「.Cell」という生命体の声を聴き続ける母子手帳ブログ

【ポスト資本主義社会】を探究してみる①

《組織づくり》のさきにみえたもの

前回までに
“隙あらば探究”ノススメ
をテーマにコラム記事を書きました^^

この“探究”というものが冗談ではなく
これからきっと本当に大切になっていきます。

今回は、
私が“探究”についてを発信する理由について
経済社会の視点から記事を書いてみますね。

——–

ソマティック(身体性)な探究から
みえてきたことをずーっとたどると
《組織づくり》がみえてきました。

そしてそこをさらに進んでいくと…
次にみえてくるものは《経済社会》ですよね。

実は《経済社会》というテーマの探究に
少し躊躇していました。

「いやもうテーマが大きすぎるよー泣」

そんな【思考】の声とは裏腹に、
探究に必要な情報はつぎつぎともたらされます。

......

→ 課題 1
上の提示文を一字一句変えずに全文書き写しなさい。

→ 行一覧
......

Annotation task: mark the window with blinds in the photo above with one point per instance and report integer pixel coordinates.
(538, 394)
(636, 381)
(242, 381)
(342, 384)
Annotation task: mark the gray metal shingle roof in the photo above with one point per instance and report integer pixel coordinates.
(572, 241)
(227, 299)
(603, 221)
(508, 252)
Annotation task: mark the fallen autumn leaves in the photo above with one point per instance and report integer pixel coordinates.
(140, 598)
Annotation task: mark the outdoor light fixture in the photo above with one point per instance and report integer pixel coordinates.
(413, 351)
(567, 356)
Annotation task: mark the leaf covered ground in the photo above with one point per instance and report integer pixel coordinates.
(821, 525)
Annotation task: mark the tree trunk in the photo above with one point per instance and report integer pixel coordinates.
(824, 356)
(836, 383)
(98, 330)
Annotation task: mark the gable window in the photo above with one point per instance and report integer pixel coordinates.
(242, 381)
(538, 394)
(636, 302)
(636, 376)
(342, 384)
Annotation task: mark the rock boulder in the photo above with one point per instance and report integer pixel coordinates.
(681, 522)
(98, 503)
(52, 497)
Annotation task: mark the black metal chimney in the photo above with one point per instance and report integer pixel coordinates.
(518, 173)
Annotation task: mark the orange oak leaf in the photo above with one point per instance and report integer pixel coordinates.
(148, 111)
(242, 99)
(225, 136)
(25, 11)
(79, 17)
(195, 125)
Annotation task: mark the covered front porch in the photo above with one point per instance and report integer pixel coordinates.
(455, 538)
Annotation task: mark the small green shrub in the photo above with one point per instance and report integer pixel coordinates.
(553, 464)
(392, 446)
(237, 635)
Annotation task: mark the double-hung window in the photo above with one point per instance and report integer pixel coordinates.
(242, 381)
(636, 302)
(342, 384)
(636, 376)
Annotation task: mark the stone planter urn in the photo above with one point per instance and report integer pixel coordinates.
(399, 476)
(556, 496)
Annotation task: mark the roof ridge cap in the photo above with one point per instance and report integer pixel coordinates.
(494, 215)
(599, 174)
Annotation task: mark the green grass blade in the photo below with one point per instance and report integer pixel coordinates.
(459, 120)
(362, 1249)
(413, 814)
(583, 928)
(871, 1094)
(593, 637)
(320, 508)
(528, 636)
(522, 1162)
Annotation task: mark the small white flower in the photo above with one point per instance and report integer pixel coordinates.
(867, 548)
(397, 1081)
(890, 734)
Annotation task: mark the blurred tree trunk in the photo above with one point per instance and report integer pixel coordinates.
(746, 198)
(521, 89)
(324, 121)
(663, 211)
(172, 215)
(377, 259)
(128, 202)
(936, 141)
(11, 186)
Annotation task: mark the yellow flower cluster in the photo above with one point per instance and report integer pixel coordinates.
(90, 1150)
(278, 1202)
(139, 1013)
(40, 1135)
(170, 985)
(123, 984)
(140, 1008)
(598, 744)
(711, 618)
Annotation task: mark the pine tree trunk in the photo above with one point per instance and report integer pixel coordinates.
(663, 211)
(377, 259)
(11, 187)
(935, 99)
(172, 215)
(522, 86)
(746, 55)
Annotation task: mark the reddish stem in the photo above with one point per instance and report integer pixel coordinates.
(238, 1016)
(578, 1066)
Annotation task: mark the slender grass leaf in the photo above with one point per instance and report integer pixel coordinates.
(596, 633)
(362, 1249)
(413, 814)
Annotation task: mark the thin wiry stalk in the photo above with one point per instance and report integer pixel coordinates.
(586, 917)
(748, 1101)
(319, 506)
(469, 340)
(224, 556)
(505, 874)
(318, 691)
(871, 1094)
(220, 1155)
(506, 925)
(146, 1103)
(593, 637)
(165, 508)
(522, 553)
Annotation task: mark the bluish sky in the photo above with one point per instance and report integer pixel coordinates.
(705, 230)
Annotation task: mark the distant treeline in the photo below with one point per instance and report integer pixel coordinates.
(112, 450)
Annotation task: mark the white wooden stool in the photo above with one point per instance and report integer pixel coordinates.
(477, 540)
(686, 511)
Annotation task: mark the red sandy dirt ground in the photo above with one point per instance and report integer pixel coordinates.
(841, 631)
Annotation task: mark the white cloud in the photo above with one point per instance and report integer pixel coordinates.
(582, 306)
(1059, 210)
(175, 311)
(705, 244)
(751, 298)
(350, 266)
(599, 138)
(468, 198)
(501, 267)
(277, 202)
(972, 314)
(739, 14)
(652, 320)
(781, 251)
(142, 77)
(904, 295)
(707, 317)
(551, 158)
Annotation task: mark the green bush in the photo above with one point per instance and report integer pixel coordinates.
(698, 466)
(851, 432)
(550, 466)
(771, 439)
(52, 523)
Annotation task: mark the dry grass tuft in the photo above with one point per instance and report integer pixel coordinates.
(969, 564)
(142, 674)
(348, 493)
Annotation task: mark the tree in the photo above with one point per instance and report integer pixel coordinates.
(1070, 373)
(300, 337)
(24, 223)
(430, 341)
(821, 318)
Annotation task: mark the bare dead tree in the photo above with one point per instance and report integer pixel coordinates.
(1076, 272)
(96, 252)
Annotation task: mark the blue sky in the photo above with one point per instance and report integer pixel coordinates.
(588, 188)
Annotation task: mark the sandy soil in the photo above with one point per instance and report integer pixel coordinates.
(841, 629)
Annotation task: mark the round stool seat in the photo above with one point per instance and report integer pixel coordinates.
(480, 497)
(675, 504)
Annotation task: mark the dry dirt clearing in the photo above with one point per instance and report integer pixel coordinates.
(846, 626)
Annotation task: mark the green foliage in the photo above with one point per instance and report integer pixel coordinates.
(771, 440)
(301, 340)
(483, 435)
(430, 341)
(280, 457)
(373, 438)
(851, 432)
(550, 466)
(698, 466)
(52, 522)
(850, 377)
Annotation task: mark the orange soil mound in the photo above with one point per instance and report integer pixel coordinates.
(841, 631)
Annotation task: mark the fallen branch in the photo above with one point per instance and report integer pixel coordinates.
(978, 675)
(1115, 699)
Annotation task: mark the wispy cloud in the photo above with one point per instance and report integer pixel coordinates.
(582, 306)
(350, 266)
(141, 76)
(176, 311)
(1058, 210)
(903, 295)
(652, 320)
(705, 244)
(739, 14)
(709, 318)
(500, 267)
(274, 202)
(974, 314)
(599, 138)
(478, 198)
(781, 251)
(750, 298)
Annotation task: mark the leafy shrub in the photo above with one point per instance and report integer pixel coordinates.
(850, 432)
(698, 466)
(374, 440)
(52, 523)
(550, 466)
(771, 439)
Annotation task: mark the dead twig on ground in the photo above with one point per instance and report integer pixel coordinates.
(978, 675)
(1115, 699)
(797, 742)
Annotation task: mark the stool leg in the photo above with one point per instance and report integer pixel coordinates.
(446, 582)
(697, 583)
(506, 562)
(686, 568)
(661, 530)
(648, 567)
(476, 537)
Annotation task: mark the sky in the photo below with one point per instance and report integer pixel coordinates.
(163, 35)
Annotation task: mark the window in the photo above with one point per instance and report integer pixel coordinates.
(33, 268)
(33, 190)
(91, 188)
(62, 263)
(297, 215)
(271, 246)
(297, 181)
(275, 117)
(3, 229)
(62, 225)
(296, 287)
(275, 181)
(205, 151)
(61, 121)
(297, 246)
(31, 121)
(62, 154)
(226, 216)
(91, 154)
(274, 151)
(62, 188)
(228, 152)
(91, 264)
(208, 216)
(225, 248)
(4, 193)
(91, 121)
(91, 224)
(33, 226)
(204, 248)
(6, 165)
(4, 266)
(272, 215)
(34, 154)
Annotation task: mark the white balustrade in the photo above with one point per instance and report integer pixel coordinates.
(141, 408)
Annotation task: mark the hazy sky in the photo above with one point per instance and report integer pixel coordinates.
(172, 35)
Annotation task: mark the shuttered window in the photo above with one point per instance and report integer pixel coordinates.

......

→ 課題 2
行一覧のうち「Annotation task: mark the wispy」を含む行から最後の行までを、「Annotation task」を「Labeling task」に置き換えて示しなさい。ほかの部分には手を加えないこと。

→ 出力全文 1
「.Cell」という生命体の声を聴き続ける母子手帳ブログ

【ポスト資本主義社会】を探究してみる①

《組織づくり》のさきにみえたもの

前回までに
“隙あらば探究”ノススメ
をテーマにコラム記事を書きました^^

この“探究”というものが冗談ではなく
これからきっと本当に大切になっていきます。

今回は、
私が“探究”についてを発信する理由について
経済社会の視点から記事を書いてみますね。

——–

ソマティック(身体性)な探究から
みえてきたことをずーっとたどると
《組織づくり》がみえてきました。

そしてそこをさらに進んでいくと…
次にみえてくるものは《経済社会》ですよね。

実は《経済社会》というテーマの探究に
少し躊躇していました。

「いやもうテーマが大きすぎるよー泣」

そんな【思考】の声とは裏腹に、
探究に必要な情報はつぎつぎともたらされます。

→ 出力全文 2
Labeling task: mark the wispy cloud in the photo above with one point per instance and report integer pixel coordinates.
(582, 306)
(350, 266)
(141, 76)
(176, 311)
(1058, 210)
(903, 295)
(652, 320)
(705, 244)
(739, 14)
(709, 318)
(500, 267)
(274, 202)
(974, 314)
(599, 138)
(478, 198)
(781, 251)
(750, 298)
Labeling task: mark the leafy shrub in the photo above with one point per instance and report integer pixel coordinates.
(850, 432)
(698, 466)
(374, 440)
(52, 523)
(550, 466)
(771, 439)
Labeling task: mark the dead twig on ground in the photo above with one point per instance and report integer pixel coordinates.
(978, 675)
(1115, 699)
(797, 742)
Labeling task: mark the stool leg in the photo above with one point per instance and report integer pixel coordinates.
(446, 582)
(697, 583)
(506, 562)
(686, 568)
(661, 530)
(648, 567)
(476, 537)
Labeling task: mark the sky in the photo below with one point per instance and report integer pixel coordinates.
(163, 35)
Labeling task: mark the window in the photo above with one point per instance and report integer pixel coordinates.
(33, 268)
(33, 190)
(91, 188)
(62, 263)
(297, 215)
(271, 246)
(297, 181)
(275, 117)
(3, 229)
(62, 225)
(296, 287)
(275, 181)
(205, 151)
(61, 121)
(297, 246)
(31, 121)
(62, 154)
(226, 216)
(91, 154)
(274, 151)
(62, 188)
(228, 152)
(91, 264)
(208, 216)
(225, 248)
(4, 193)
(91, 121)
(91, 224)
(33, 226)
(204, 248)
(6, 165)
(4, 266)
(272, 215)
(34, 154)
Labeling task: mark the white balustrade in the photo above with one point per instance and report integer pixel coordinates.
(141, 408)
Labeling task: mark the hazy sky in the photo above with one point per instance and report integer pixel coordinates.
(172, 35)
Labeling task: mark the shuttered window in the photo above with one point per instance and report integer pixel coordinates.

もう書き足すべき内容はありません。